Source data:
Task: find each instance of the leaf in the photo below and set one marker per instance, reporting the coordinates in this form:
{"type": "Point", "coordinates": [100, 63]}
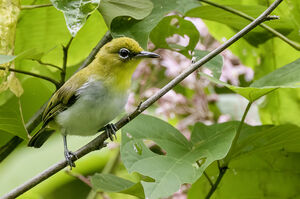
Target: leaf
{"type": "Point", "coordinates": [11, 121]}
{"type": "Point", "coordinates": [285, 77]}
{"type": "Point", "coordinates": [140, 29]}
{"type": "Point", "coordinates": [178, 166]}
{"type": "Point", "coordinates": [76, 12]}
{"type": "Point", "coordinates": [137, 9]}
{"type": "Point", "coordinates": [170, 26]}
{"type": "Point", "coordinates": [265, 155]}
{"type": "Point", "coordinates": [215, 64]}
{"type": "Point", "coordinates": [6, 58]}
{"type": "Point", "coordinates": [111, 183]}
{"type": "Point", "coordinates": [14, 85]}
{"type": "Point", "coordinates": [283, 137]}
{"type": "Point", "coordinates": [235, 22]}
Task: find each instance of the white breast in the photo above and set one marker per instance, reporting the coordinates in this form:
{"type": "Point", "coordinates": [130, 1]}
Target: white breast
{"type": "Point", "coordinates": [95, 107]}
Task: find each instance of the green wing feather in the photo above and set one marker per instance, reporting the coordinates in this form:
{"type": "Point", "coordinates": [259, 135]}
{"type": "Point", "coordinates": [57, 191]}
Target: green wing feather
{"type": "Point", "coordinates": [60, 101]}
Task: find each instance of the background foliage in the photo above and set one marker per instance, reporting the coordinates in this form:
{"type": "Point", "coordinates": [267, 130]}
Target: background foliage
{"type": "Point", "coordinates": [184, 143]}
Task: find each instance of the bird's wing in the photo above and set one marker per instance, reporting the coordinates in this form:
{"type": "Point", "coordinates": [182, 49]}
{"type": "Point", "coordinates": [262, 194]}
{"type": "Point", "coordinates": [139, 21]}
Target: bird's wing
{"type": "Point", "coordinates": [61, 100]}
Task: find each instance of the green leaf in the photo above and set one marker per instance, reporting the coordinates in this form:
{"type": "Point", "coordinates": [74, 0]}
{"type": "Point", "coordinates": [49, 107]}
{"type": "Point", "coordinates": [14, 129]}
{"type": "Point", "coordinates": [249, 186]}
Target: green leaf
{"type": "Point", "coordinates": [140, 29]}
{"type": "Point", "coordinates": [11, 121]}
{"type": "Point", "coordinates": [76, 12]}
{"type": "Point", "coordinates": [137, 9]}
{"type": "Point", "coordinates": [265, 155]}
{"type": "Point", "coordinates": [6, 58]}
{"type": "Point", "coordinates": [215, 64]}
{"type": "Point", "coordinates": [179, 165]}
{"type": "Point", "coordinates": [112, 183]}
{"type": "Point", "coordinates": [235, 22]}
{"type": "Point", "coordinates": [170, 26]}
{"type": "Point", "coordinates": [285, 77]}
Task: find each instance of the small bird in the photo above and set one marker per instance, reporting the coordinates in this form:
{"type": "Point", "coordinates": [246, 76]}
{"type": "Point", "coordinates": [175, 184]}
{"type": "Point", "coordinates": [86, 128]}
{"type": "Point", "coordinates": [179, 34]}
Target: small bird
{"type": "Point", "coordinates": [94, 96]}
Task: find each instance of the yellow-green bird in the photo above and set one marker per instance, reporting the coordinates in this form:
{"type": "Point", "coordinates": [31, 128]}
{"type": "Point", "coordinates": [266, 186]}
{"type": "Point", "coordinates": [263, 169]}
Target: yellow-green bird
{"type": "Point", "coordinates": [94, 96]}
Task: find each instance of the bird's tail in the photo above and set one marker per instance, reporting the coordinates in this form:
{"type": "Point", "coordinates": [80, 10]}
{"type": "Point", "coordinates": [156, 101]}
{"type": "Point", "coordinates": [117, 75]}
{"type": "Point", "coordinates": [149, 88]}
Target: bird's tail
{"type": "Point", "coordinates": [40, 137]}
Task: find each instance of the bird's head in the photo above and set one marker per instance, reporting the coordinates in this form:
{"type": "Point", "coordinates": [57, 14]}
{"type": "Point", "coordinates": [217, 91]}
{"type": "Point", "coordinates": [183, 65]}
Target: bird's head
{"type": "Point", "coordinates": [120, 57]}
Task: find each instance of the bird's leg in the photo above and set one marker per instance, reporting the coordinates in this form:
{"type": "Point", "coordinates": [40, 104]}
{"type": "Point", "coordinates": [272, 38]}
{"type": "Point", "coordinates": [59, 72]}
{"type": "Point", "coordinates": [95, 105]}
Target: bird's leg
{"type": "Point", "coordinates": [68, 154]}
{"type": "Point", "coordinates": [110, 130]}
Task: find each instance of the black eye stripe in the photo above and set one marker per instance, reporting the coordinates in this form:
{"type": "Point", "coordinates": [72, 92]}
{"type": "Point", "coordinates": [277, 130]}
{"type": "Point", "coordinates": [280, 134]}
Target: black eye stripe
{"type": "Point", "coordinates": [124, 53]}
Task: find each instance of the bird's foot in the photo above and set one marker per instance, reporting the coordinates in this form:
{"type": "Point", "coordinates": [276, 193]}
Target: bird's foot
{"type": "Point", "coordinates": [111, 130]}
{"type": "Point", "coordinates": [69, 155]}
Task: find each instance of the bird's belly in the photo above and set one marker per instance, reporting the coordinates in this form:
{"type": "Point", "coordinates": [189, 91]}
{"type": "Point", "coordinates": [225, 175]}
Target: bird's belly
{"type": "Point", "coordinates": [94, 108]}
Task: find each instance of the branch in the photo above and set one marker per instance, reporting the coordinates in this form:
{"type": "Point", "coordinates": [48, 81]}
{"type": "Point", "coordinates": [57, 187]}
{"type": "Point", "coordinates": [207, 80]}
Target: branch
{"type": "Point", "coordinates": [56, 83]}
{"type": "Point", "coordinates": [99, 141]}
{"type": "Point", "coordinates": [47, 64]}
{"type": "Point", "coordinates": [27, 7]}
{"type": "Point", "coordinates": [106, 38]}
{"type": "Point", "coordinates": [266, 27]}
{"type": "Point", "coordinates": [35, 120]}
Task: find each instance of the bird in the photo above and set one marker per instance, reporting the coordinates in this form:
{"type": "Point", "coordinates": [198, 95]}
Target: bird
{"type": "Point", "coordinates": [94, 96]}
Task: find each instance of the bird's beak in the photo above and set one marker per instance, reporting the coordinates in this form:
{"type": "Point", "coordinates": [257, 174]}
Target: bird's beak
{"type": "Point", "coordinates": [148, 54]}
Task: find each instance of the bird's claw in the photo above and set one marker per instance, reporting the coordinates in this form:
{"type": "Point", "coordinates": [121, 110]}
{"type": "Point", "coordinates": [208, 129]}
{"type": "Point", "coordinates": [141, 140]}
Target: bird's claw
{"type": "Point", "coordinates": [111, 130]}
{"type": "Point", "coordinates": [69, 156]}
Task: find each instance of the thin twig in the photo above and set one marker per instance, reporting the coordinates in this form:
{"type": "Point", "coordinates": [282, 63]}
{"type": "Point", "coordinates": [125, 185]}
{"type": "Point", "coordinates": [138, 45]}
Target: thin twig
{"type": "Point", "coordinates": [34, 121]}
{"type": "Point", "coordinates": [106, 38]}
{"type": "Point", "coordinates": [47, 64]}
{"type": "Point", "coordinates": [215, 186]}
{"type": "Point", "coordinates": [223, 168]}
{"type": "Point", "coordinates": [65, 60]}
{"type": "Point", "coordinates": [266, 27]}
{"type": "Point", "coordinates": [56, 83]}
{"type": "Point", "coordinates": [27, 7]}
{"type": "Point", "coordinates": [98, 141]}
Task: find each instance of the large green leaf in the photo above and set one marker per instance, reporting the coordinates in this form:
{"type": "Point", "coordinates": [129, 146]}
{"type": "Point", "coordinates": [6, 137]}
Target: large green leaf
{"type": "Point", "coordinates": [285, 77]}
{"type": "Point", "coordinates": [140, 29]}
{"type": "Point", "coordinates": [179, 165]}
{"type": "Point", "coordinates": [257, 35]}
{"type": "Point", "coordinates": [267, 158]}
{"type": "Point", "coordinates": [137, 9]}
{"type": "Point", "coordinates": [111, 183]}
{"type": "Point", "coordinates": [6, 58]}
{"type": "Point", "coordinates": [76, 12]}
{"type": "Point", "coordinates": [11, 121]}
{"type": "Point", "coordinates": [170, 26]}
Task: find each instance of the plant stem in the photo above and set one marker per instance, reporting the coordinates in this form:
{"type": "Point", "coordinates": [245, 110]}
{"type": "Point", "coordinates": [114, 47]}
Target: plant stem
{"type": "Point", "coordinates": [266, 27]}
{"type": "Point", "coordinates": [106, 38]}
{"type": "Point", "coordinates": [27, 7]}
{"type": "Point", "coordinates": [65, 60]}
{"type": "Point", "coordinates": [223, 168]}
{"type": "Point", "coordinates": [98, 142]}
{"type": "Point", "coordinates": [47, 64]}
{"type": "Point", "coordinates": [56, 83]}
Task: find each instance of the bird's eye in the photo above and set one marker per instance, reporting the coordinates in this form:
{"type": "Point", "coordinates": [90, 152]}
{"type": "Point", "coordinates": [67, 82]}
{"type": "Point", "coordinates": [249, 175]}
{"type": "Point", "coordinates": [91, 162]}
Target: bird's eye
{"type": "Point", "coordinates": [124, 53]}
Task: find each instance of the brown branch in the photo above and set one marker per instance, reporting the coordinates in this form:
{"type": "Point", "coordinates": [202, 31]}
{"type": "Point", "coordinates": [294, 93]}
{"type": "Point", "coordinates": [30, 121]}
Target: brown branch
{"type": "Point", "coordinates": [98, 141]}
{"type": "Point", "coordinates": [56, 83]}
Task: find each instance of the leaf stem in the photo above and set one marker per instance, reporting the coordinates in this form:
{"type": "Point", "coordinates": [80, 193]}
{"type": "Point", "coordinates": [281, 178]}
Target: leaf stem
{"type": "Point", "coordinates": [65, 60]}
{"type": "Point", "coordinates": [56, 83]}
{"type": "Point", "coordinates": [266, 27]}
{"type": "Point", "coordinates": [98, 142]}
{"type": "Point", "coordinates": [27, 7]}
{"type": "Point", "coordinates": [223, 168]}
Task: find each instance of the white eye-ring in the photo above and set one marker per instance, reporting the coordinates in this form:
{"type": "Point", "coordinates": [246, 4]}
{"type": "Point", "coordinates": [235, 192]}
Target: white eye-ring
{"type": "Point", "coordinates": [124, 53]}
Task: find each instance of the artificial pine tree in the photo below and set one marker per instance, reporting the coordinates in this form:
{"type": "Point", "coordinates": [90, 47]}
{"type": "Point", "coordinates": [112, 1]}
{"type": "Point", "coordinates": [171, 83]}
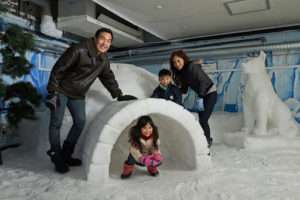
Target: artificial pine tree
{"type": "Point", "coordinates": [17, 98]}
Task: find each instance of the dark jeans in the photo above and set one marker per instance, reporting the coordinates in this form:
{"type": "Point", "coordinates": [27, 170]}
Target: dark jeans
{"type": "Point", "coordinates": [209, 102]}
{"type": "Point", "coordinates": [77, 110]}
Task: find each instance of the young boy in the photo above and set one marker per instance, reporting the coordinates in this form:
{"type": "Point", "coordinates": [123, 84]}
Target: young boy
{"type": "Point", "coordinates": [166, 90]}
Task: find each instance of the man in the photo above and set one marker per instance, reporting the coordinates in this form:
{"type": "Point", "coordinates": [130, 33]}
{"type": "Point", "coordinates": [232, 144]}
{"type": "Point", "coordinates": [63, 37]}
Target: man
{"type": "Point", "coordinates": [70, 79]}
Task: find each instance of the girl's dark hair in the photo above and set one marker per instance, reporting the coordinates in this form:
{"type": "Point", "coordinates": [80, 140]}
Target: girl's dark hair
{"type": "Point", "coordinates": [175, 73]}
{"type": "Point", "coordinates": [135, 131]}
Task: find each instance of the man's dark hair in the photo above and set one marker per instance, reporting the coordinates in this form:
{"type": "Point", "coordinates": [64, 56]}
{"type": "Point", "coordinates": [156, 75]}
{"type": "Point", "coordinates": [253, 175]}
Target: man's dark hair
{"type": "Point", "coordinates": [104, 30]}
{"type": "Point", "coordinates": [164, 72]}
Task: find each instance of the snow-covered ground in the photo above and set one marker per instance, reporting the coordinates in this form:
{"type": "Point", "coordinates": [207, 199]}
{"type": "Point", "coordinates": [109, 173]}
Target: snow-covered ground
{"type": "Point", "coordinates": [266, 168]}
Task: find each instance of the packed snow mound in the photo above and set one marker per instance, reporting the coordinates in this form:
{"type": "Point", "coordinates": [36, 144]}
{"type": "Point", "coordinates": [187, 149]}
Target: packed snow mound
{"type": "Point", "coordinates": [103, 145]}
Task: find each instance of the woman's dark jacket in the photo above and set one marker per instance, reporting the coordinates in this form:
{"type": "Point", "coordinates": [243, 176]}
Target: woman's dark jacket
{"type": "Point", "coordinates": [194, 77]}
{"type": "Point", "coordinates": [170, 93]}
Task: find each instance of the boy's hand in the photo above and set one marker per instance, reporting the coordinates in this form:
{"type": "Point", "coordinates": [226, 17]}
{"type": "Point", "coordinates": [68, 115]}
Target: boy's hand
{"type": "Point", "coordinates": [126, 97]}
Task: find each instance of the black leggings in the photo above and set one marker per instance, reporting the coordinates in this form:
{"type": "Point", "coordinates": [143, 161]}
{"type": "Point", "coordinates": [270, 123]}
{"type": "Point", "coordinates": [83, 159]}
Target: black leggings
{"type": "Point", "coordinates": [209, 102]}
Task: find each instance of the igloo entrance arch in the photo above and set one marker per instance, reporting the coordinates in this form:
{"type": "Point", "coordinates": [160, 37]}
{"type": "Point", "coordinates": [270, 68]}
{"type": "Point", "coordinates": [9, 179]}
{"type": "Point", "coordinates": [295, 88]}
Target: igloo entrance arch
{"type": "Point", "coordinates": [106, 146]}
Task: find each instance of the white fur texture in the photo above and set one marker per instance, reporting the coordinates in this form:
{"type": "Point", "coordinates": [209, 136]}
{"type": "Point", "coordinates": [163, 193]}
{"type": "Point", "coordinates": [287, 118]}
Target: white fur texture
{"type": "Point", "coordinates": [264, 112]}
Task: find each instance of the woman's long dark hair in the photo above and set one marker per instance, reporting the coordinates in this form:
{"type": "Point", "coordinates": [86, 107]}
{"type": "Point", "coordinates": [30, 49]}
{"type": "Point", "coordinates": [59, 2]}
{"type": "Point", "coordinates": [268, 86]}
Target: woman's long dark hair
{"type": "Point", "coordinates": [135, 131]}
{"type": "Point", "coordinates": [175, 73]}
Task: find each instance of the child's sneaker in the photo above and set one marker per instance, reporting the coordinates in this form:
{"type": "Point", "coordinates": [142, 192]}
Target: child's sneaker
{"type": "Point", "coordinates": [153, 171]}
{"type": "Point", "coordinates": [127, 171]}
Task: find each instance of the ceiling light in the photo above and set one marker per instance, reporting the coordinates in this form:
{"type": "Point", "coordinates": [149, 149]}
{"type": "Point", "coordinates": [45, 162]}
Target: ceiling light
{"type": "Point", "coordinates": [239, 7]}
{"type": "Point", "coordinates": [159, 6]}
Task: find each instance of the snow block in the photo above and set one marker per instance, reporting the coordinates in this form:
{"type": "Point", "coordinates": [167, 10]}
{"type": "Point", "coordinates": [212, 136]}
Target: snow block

Goal:
Transcribe everything from the line containing "Task: find each instance of the child's" down to the end of the listing, word for word.

Answer to the exercise:
Task: find each instance of the child's sneaker in the photo above and set one marker per instance, reporting the coordinates in this form:
{"type": "Point", "coordinates": [142, 192]}
Target: child's sneaker
{"type": "Point", "coordinates": [153, 171]}
{"type": "Point", "coordinates": [127, 171]}
Task: find each instance of the ceiling light in the photo above and set one marker per instance, reporting the coordinates in this form:
{"type": "Point", "coordinates": [149, 149]}
{"type": "Point", "coordinates": [45, 162]}
Target: ceiling light
{"type": "Point", "coordinates": [239, 7]}
{"type": "Point", "coordinates": [159, 6]}
Task: find each instance of the snow block in the photo above and set one marker per instance, reporting the coordinates in this form:
{"type": "Point", "coordinates": [167, 10]}
{"type": "Point", "coordinates": [212, 136]}
Target: snow block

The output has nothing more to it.